Exercise details
Convert the records below into a Markdown table with the columns Row and Line, starting at the line containing "the bush, which" and continuing through the end of the records. Number each line under Row and omit blank lines.

-- begin Input records --

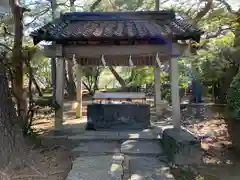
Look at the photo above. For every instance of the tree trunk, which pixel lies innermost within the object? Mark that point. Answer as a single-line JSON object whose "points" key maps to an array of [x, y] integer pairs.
{"points": [[12, 141], [18, 60], [117, 76]]}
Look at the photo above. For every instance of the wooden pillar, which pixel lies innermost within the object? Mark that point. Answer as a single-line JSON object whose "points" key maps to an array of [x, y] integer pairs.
{"points": [[157, 86], [176, 115], [60, 68], [79, 92]]}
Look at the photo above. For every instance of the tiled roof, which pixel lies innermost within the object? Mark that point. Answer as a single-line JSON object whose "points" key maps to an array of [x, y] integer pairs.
{"points": [[102, 26]]}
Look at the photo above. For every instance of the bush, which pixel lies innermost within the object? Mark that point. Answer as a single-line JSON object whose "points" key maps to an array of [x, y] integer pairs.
{"points": [[233, 99]]}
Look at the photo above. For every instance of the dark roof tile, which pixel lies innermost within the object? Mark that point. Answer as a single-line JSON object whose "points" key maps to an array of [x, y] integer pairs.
{"points": [[116, 26]]}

-- end Input records --

Output for this task
| Row | Line |
|---|---|
| 1 | Look at the photo above. For every instance of the bush, which pixel lies innermost within the object? Mark that point. Answer as a single-line JSON object whose "points" key maps to an array of [x, y] integer pairs. |
| 2 | {"points": [[233, 99]]} |
| 3 | Look at the photo above. For every instance of the dark roof tile, which pixel lies innermost within the object? Mark that point. Answer as a single-line JSON object whose "points" key maps to an array of [x, y] integer pairs. |
| 4 | {"points": [[116, 26]]} |